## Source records
============================================================

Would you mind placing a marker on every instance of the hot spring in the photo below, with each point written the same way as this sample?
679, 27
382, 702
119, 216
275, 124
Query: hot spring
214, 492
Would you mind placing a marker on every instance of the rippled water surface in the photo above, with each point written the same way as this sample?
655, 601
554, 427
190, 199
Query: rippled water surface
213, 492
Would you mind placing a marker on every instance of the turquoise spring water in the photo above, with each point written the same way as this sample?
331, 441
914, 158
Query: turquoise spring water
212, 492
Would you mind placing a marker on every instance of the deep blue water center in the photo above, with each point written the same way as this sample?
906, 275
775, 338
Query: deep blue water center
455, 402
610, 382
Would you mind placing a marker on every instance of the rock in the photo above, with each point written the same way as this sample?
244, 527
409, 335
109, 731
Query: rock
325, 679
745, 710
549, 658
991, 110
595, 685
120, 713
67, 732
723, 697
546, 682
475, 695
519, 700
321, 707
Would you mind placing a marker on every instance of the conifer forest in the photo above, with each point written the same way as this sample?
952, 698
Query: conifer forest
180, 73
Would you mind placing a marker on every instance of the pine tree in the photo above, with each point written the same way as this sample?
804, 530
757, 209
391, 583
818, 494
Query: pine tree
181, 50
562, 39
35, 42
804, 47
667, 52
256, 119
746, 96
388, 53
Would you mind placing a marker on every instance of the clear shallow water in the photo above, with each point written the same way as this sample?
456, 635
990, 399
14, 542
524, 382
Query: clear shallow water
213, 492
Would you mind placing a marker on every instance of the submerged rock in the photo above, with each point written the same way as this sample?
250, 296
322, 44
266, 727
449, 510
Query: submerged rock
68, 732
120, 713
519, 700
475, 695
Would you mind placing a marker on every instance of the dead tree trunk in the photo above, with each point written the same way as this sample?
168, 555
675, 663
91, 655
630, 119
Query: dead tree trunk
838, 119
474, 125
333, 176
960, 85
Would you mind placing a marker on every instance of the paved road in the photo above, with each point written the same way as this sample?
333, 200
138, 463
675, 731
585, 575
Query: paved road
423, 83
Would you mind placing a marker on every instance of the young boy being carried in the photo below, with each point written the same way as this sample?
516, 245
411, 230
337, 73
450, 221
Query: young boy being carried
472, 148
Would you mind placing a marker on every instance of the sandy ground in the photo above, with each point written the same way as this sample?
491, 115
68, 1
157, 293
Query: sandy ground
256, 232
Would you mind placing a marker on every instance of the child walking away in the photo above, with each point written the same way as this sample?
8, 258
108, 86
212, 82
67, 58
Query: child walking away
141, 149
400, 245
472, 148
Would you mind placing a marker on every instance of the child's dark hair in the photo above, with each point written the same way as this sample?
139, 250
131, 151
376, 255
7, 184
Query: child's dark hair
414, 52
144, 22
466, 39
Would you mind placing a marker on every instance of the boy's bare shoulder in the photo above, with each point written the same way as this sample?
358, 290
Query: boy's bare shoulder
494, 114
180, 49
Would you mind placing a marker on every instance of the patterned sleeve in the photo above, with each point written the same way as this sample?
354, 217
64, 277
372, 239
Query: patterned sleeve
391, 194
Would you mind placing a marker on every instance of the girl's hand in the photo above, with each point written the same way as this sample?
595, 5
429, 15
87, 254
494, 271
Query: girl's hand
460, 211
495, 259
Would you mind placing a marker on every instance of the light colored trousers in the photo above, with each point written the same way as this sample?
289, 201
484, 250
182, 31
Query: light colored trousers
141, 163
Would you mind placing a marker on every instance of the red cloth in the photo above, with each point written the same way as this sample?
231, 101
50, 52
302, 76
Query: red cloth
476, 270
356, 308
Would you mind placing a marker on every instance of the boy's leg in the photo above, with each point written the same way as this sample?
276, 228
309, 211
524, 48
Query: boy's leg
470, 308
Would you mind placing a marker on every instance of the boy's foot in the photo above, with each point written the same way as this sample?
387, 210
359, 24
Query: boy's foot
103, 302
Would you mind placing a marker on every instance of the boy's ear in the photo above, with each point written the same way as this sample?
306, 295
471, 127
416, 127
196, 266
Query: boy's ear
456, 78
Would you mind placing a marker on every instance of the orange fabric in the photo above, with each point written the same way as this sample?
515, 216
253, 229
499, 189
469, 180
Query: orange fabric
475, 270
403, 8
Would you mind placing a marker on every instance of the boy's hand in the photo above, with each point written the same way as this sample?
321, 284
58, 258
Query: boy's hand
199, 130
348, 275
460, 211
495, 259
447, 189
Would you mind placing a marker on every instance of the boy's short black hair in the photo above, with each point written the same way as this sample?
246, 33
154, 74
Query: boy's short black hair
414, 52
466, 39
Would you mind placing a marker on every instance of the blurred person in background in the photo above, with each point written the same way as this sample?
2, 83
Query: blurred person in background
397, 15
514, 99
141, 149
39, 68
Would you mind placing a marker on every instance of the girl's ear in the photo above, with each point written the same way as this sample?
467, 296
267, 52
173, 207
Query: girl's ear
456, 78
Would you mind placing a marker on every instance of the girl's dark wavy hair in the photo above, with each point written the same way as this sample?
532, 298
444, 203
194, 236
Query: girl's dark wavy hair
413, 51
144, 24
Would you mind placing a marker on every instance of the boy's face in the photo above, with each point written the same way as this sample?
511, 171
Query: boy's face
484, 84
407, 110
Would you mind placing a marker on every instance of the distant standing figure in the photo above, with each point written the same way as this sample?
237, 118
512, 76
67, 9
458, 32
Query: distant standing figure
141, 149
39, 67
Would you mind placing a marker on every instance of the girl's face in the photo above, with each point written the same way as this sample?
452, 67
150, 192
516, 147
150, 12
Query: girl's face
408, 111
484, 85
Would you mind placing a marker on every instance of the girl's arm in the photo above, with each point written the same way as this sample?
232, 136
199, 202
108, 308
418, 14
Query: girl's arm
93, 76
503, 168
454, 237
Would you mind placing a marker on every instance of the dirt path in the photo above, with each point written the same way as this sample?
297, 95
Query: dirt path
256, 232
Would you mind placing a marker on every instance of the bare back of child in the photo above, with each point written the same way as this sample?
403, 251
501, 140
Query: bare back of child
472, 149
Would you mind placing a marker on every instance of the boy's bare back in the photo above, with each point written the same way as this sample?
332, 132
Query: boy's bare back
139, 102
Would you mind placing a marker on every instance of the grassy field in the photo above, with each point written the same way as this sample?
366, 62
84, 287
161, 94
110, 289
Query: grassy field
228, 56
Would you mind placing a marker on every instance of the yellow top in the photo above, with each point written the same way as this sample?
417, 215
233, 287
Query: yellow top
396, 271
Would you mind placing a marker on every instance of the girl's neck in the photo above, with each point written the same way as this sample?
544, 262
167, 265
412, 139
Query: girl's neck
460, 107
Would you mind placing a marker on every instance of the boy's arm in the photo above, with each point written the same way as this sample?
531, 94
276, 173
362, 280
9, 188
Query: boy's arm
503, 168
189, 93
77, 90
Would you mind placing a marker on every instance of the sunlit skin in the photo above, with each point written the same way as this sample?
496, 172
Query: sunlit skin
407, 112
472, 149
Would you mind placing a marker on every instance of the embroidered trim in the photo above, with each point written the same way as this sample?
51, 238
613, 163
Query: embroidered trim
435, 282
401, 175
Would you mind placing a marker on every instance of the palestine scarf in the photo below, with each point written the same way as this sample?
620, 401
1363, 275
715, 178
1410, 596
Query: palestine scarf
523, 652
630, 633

============================================================

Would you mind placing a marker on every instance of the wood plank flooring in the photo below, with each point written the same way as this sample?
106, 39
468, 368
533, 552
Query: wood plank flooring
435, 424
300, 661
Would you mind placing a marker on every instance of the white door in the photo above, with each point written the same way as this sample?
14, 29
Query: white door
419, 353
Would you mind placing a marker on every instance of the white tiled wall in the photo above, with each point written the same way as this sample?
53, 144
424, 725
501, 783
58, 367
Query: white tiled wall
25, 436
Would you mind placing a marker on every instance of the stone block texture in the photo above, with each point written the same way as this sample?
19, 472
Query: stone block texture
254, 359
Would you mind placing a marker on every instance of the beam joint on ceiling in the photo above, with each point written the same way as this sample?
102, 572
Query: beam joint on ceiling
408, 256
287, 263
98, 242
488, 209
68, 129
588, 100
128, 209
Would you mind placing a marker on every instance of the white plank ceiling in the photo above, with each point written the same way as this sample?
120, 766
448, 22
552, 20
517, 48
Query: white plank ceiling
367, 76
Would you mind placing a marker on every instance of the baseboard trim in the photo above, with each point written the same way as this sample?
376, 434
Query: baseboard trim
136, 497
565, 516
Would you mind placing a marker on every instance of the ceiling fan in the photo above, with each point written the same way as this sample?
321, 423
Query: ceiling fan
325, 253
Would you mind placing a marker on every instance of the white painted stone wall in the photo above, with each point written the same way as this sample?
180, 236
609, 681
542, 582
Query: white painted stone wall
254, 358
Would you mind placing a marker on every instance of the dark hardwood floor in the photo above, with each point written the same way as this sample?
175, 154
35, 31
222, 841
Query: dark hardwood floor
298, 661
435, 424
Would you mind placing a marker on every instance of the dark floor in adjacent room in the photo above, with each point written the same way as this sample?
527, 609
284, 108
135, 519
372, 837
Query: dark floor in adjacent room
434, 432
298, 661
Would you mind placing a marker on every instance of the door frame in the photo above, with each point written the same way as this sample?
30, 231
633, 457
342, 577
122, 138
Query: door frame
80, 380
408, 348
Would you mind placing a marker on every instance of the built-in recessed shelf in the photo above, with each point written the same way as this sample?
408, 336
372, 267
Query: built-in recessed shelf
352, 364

============================================================

## What you should do
Show each line in the records above that contains the word "field".

## Task solution
Would you mind placing a marker on every instance of the grassy field in the photo above, with each point written the same way as this sample?
Query: grassy field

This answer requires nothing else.